(Extracted records)
───
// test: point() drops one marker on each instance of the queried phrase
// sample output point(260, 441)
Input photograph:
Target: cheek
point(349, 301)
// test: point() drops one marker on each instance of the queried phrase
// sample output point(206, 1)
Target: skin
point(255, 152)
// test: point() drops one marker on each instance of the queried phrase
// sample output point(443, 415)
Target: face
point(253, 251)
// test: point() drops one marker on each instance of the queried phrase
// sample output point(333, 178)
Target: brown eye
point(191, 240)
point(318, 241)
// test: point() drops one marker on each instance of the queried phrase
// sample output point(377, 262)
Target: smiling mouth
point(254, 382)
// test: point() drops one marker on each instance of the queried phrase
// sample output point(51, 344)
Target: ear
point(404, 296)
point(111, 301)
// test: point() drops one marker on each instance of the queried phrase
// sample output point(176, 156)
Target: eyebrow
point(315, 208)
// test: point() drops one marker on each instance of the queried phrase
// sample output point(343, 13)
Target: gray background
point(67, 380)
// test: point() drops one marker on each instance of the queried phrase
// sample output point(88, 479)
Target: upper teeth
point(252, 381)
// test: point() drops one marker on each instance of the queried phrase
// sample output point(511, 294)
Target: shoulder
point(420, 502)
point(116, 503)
───
=== REQUIREMENT ===
Make an exact copy of every entry.

=== SOLVED EXERCISE ===
// test: point() drops one marker on each instance of the queried phrase
// sample output point(260, 441)
Input photograph:
Target: cheek
point(349, 301)
// test: point() drops one marker on each instance of the queried phrase
// sample output point(206, 1)
Target: skin
point(255, 152)
// test: point() drops one marker on each instance of the queried phrase
// sample output point(443, 415)
Target: face
point(253, 251)
// test: point() drops one marker on each instance of the queried phrase
// sample output point(333, 178)
Target: brown eye
point(191, 240)
point(318, 241)
// test: point() drops one marker on each instance of the queried phrase
// sample output point(377, 262)
Target: smiling mouth
point(254, 382)
// test: point() drops one marker on each instance of the queried phrase
// sample output point(51, 344)
Target: ear
point(404, 296)
point(111, 301)
// test: point() drops one marker on each instance of the queried phrase
// sample output point(176, 156)
Target: eyebrow
point(315, 208)
// test: point() drops one marker on each instance of the queried phrase
// sample output point(343, 13)
Target: gray background
point(67, 380)
// test: point() drops one marker on each instance of the queried phrase
// sample output point(88, 479)
Target: upper teeth
point(252, 381)
// test: point() drops one marker on each instance of the queried phrase
// sample output point(511, 294)
Target: shoulder
point(420, 502)
point(116, 503)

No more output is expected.